#### [AIM OF THE TASK]
Present the following lines as a numbered list, omitting any blank lines.

----

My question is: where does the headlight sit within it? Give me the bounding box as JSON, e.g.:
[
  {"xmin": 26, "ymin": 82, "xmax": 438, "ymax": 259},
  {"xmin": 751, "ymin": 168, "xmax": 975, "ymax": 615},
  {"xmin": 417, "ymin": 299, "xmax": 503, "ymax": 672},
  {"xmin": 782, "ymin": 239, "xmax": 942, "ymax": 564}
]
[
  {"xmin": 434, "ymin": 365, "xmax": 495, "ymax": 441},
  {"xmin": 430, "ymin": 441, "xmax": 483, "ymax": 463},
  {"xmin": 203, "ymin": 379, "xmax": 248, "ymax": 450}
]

----

#### [EXERCISE RESULT]
1. My question is: where does the headlight sit within it? Give me the bounding box as JSON, e.g.:
2. [
3.   {"xmin": 26, "ymin": 82, "xmax": 438, "ymax": 259},
4.   {"xmin": 751, "ymin": 168, "xmax": 975, "ymax": 615},
5.   {"xmin": 417, "ymin": 299, "xmax": 503, "ymax": 672},
6.   {"xmin": 782, "ymin": 239, "xmax": 942, "ymax": 564}
7. ]
8. [
9.   {"xmin": 434, "ymin": 365, "xmax": 495, "ymax": 441},
10.   {"xmin": 430, "ymin": 441, "xmax": 483, "ymax": 463},
11.   {"xmin": 203, "ymin": 379, "xmax": 248, "ymax": 450}
12. ]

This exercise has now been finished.